Stated task:
Can you write out the listing again from the line with "Target: dump truck body" through the end, replacing "one dot per instance" with "a single dot for each instance" and keeping everything else unchanged?

Supplied material:
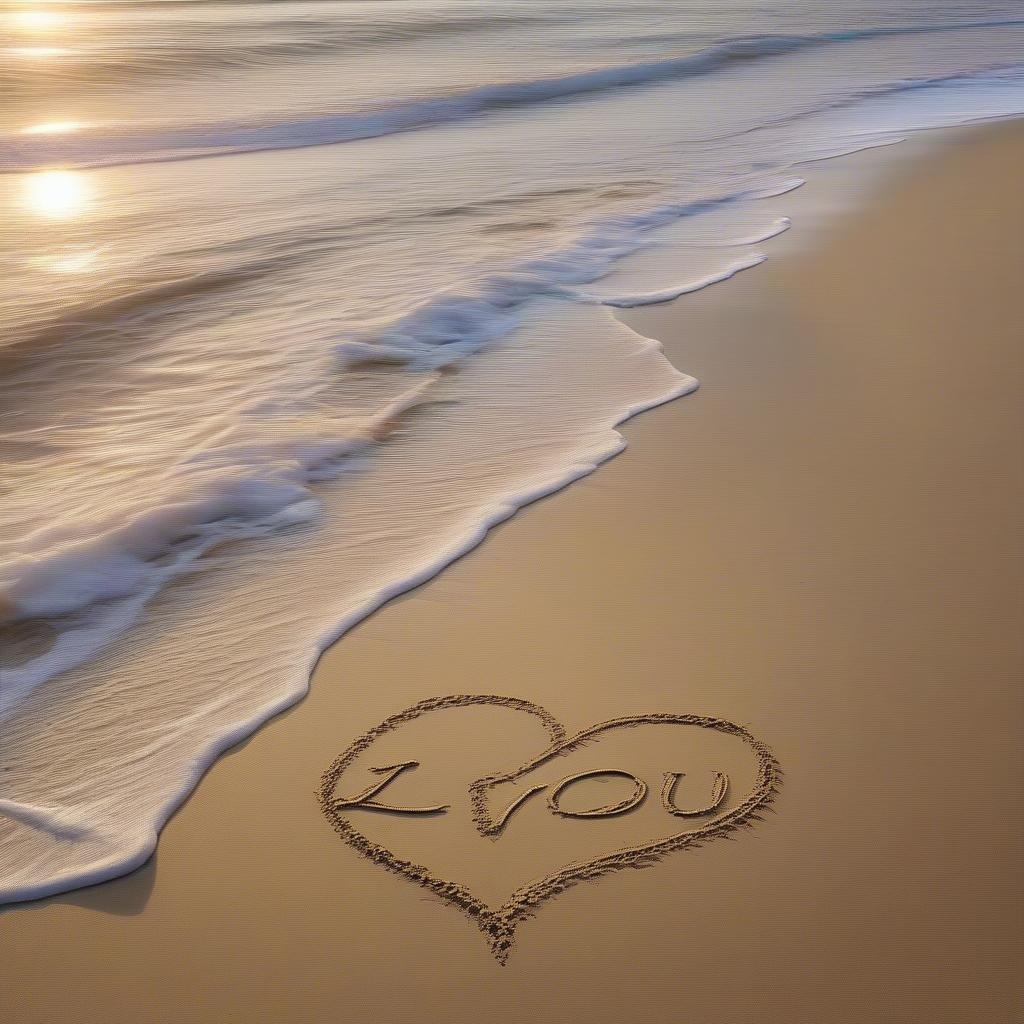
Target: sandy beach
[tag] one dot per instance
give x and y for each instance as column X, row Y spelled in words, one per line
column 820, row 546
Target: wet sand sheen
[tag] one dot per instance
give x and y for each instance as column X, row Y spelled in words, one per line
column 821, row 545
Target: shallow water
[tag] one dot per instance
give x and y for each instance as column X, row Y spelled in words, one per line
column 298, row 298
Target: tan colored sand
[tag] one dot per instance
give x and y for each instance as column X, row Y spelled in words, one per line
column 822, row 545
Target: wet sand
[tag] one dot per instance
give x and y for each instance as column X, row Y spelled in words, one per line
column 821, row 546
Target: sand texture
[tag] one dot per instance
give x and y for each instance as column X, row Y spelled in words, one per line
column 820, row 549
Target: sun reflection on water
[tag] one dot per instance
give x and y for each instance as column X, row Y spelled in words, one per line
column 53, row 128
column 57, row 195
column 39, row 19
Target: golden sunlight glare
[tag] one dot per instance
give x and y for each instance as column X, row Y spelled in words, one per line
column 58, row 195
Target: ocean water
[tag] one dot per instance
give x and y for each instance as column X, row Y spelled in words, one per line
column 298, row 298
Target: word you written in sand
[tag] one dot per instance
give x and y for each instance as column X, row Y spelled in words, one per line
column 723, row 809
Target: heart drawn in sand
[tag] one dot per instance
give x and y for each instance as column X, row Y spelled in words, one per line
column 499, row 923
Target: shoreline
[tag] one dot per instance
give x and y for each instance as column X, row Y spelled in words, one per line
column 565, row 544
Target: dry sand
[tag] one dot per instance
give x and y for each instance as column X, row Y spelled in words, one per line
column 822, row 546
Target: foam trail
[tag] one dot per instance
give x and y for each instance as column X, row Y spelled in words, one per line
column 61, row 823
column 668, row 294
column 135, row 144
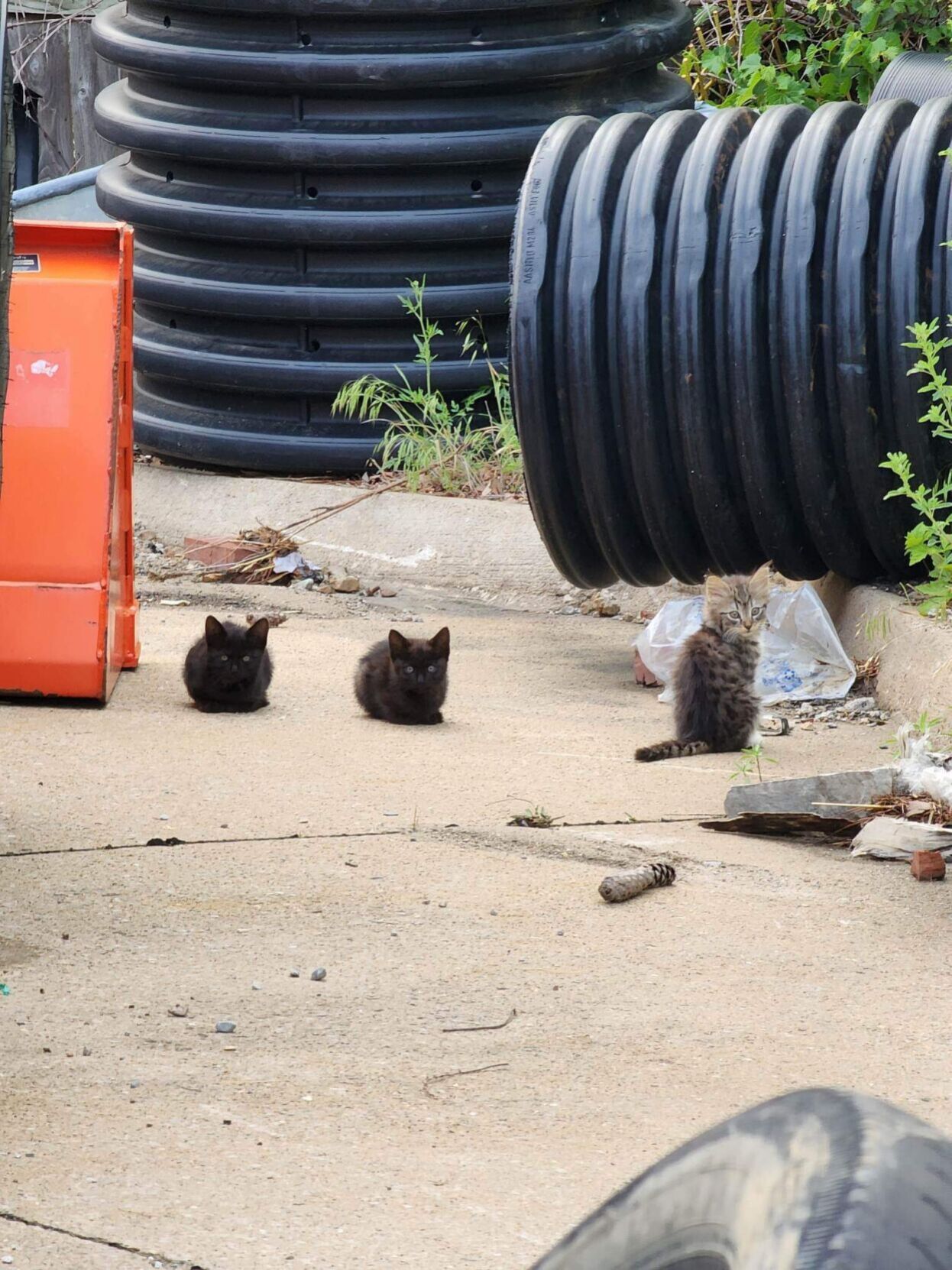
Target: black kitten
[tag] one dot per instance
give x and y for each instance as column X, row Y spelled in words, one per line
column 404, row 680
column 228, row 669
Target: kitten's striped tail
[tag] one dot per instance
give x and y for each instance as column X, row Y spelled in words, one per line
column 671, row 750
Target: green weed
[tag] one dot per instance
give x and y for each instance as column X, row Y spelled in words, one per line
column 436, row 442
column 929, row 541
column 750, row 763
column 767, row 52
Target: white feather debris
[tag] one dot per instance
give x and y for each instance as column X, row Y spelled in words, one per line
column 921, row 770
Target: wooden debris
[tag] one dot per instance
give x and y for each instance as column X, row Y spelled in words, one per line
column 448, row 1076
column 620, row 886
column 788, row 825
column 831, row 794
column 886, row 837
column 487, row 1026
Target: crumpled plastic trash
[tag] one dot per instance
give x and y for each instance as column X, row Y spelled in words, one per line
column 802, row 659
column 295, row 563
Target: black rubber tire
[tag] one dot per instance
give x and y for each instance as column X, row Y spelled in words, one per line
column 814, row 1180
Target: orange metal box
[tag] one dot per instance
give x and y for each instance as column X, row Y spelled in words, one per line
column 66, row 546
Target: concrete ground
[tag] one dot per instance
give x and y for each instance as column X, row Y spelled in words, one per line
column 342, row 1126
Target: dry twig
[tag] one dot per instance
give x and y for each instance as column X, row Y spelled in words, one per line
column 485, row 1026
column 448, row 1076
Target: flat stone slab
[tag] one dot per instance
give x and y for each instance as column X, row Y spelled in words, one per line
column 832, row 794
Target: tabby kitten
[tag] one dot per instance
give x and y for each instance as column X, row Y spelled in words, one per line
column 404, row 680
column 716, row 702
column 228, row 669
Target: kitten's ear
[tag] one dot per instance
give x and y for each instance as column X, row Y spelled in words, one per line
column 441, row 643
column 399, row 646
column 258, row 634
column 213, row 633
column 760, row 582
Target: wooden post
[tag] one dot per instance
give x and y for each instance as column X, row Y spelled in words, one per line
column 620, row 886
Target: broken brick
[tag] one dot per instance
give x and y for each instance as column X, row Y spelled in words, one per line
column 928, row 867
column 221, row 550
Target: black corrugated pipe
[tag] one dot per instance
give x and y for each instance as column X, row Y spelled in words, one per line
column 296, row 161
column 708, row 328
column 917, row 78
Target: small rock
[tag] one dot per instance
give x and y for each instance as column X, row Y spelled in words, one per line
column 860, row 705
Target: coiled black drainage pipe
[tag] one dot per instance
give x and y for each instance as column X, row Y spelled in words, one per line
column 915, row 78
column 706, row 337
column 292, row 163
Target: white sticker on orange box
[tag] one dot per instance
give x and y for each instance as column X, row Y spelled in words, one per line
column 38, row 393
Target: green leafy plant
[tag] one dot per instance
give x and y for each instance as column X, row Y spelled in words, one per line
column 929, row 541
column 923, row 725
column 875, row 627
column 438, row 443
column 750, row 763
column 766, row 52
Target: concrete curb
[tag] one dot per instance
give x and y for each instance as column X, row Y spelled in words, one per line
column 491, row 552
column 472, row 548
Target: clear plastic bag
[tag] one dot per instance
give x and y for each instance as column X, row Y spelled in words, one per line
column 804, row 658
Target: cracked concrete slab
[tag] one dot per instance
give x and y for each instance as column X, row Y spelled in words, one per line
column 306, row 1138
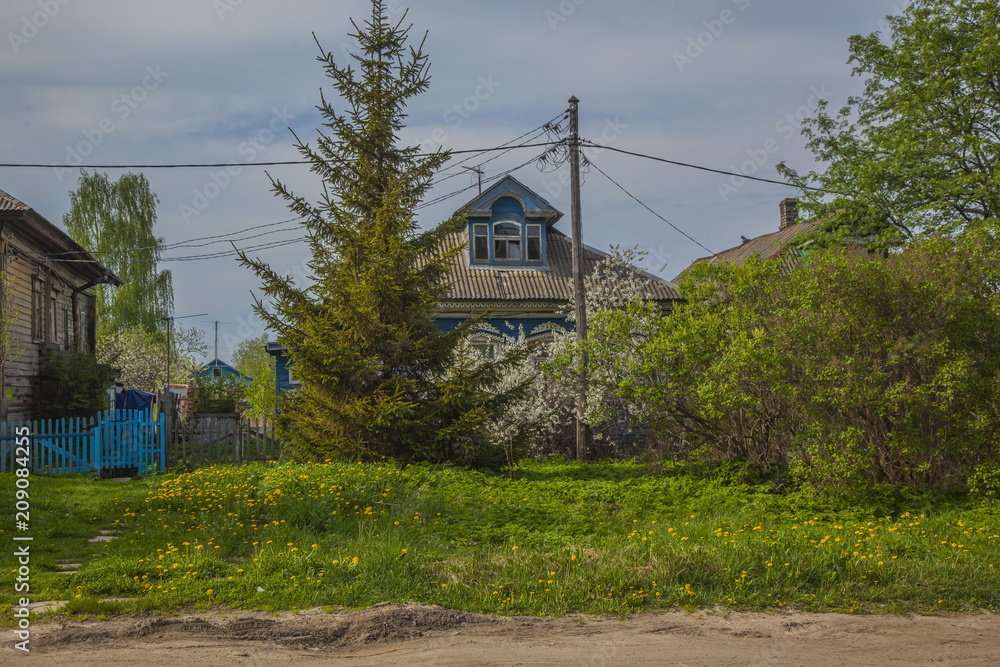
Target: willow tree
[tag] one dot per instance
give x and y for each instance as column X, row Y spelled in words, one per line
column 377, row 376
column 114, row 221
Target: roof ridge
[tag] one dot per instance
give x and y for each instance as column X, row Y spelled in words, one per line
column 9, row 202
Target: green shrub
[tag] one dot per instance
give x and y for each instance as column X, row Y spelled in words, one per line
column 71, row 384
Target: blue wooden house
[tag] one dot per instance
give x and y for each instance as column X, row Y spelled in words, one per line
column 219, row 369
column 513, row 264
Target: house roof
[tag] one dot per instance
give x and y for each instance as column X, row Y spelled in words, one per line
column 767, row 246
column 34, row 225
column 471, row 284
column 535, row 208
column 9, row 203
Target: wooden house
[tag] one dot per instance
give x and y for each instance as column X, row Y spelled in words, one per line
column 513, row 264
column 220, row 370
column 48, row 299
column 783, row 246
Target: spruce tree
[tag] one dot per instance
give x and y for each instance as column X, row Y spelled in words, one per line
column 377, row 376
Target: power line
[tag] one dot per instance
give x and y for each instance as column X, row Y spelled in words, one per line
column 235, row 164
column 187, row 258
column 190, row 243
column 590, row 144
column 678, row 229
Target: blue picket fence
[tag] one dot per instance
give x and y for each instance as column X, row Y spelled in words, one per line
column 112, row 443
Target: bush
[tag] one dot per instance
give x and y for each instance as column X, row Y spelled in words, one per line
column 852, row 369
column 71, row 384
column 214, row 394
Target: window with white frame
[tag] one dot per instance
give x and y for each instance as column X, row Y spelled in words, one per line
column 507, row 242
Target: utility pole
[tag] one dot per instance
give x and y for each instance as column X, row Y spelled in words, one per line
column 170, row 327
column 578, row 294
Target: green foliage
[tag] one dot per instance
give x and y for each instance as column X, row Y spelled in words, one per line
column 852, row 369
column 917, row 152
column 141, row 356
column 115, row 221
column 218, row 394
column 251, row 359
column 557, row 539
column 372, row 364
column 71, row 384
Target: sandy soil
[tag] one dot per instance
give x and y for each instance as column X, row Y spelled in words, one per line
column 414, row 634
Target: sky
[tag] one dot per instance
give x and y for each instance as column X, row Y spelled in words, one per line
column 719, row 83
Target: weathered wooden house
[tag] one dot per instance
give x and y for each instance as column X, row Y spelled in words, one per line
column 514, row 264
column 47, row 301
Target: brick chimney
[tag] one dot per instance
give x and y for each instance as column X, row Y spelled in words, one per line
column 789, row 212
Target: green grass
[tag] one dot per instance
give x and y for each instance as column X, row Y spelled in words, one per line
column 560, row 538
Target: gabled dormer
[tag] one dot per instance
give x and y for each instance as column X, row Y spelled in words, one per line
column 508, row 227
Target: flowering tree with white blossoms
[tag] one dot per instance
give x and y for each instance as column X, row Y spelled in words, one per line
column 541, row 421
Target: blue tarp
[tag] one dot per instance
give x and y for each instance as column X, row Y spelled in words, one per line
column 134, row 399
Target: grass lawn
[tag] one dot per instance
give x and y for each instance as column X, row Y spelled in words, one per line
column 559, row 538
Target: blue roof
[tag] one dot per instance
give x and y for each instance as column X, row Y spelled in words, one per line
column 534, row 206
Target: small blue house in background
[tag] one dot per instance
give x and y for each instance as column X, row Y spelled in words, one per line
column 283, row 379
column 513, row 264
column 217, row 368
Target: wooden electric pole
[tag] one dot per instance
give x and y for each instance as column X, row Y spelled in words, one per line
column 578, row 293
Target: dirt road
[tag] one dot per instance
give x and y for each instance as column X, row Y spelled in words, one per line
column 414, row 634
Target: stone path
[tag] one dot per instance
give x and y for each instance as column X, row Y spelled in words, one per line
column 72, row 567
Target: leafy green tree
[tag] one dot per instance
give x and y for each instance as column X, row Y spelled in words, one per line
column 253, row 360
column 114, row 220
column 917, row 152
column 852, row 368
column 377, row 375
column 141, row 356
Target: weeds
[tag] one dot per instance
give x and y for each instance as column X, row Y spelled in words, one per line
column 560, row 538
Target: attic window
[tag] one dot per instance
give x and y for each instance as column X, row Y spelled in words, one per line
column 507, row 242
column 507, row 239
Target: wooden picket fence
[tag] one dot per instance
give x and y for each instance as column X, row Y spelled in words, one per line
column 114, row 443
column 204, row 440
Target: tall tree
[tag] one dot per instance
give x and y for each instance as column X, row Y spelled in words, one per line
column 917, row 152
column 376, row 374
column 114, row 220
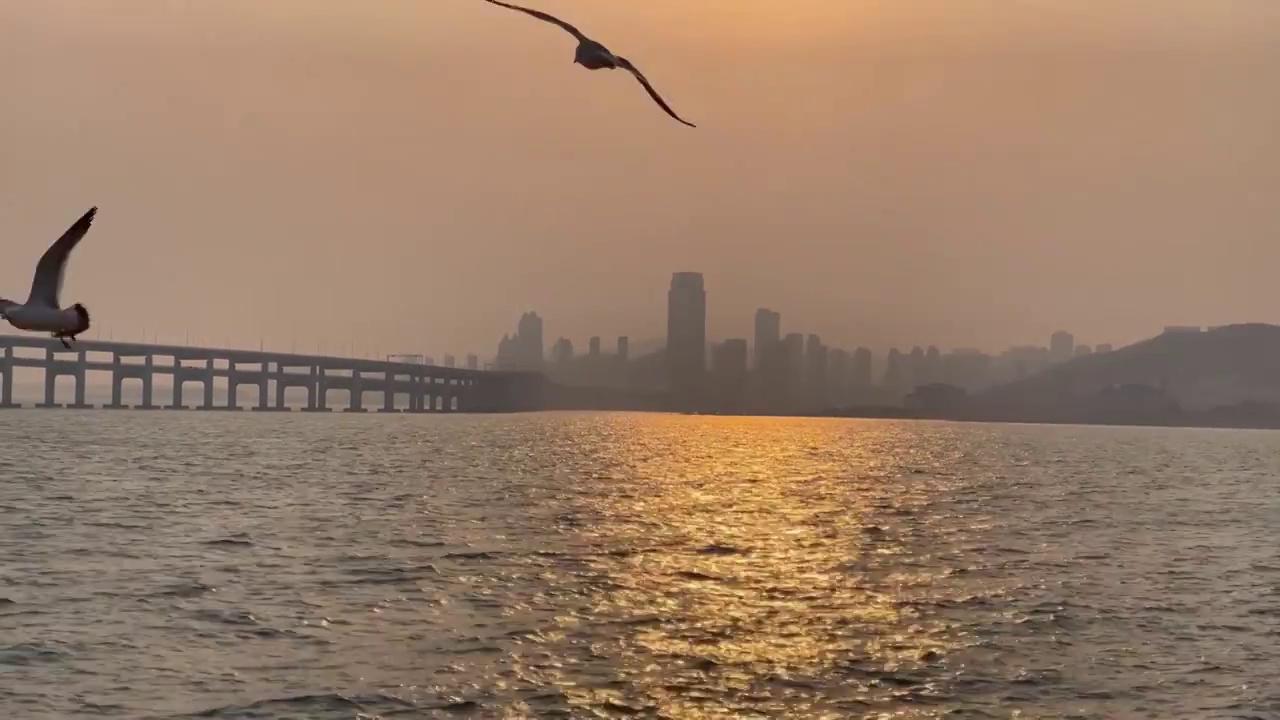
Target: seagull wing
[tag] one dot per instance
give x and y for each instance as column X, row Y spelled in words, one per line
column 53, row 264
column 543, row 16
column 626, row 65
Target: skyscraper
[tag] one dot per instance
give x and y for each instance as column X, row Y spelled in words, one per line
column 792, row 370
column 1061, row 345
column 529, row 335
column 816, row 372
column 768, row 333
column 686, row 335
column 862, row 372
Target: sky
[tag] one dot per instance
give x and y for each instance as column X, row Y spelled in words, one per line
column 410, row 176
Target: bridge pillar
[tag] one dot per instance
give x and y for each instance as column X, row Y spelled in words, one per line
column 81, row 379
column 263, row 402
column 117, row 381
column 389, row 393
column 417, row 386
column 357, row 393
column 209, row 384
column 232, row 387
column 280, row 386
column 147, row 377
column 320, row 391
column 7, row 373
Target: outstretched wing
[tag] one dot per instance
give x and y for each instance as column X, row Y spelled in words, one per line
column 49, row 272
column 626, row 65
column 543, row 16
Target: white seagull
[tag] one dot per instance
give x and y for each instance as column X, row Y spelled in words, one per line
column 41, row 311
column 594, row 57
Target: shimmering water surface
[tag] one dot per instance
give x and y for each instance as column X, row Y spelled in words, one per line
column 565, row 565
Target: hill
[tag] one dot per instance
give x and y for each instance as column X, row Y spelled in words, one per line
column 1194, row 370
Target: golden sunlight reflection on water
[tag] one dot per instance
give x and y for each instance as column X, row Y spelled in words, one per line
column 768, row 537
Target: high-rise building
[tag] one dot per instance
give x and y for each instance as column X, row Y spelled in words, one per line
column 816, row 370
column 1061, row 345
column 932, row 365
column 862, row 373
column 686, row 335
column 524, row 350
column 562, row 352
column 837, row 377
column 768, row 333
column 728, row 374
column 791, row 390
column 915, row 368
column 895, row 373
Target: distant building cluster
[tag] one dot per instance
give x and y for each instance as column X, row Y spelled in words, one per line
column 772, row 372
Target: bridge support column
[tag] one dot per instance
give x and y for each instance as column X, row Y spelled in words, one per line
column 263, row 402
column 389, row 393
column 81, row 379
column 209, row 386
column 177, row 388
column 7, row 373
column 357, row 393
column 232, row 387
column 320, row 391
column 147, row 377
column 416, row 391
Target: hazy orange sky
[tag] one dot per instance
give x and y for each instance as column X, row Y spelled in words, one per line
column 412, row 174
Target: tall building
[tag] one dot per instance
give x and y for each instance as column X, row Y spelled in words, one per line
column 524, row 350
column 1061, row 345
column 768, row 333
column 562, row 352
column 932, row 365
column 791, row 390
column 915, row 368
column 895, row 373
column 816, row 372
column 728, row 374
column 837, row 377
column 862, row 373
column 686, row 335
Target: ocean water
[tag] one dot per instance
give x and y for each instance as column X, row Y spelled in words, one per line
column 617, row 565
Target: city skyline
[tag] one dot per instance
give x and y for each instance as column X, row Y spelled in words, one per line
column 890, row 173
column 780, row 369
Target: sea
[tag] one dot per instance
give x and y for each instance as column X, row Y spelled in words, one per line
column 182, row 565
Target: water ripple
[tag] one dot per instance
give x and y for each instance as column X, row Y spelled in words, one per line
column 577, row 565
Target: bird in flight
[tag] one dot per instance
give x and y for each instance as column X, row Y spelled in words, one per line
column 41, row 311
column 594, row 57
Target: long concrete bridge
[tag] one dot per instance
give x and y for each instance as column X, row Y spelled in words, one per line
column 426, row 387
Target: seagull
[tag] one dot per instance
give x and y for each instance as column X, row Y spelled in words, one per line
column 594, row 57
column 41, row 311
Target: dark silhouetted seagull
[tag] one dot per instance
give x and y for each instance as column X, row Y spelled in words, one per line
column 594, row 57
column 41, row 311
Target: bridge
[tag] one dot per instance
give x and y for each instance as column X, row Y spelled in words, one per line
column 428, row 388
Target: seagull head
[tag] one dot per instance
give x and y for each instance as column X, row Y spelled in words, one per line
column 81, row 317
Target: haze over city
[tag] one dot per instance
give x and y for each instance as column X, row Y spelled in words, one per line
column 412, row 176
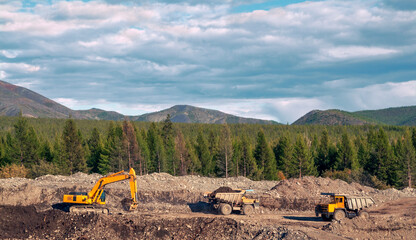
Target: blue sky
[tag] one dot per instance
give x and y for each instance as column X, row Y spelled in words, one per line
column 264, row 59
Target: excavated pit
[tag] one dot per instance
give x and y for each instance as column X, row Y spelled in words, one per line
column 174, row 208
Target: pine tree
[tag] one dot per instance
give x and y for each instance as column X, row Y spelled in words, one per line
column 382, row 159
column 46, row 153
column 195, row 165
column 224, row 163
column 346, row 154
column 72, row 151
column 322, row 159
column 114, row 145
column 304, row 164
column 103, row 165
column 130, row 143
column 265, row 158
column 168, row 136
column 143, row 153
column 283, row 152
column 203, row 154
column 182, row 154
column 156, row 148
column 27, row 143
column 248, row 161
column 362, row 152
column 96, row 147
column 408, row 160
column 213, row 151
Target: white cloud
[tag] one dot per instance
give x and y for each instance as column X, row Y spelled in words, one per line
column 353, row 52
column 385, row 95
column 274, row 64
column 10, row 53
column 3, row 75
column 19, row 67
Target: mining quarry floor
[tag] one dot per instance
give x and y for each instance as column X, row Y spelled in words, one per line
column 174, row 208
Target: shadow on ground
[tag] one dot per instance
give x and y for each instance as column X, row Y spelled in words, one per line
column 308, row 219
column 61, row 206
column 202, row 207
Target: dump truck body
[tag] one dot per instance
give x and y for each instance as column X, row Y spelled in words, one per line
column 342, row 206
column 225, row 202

Response for this exercise:
Target: dump truck body
[tag] a single dot for each instance
give x and y for each instance as column X, row Y spelled in words, one per line
column 342, row 206
column 225, row 202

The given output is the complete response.